Article »

Martin Ramsch told us,
| I tried to add a line to the logfile if and only if there was a
| duplicate. What I do now is:
|
| :0 cWh: msgid.lock
| | formail -D 32768 $PMDIR/data.msgid.cache
|
| :0 a
| {
| LOG="* rc.killfile: duplicate recognised and deleted.$NL"
| :0
| /dev/null
| }
and then he asked,
| But I wonder, why doesn't procmail accept the following variation,
| too?
|
| :1 Wh: msgid.lock
| ? formail -D 8192 $PMDIR/data.msgid.cache
| {
| LOG="* rc.killfile: duplicate recognised and deleted.$NL"
| :0
| /dev/null
| }
|
| This was my first try and seems to be much more straight forward, but
| procmail choked on the lockfile and ignored it. I wonder why?
You can't lock the action of a left brace. If you are also launching a
clone, you can lock the clone (the parent procmail will know to remove
the lockfile when the clone terminates), but you can't lock a left brace
that doesn't launch a clone. [Perhaps the reason is that procmail will
not really know when to unlock it?]
Moreover, it won't do what you want. A local lockfile is locked during
the *action* of the recipe, and only if (and thus after) the conditions
have passed. You need the lockfile during the condition if you phrase
it the second way.
Also, `h' and `W' are flags that affect the action, not the condition.

Extracted entries »
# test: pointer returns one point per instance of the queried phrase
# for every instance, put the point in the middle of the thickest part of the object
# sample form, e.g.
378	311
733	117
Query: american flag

What the exercise asks » Could you reproduce the procmail lockfile message above in full, word for word?

Task response »
Martin Ramsch told us,
| I tried to add a line to the logfile if and only if there was a
| duplicate. What I do now is:
|
| :0 cWh: msgid.lock
| | formail -D 32768 $PMDIR/data.msgid.cache
|
| :0 a
| {
| LOG="* rc.killfile: duplicate recognised and deleted.$NL"
| :0
| /dev/null
| }
and then he asked,
| But I wonder, why doesn't procmail accept the following variation,
| too?
|
| :1 Wh: msgid.lock
| ? formail -D 8192 $PMDIR/data.msgid.cache
| {
| LOG="* rc.killfile: duplicate recognised and deleted.$NL"
| :0
| /dev/null
| }
|
| This was my first try and seems to be much more straight forward, but
| procmail choked on the lockfile and ignored it. I wonder why?
You can't lock the action of a left brace. If you are also launching a
clone, you can lock the clone (the parent procmail will know to remove
the lockfile when the clone terminates), but you can't lock a left brace
that doesn't launch a clone. [Perhaps the reason is that procmail will
not really know when to unlock it?]
Moreover, it won't do what you want. A local lockfile is locked during
the *action* of the recipe, and only if (and thus after) the conditions
have passed. You need the lockfile during the condition if you phrase
it the second way.
Also, `h' and `W' are flags that affect the action, not the condition.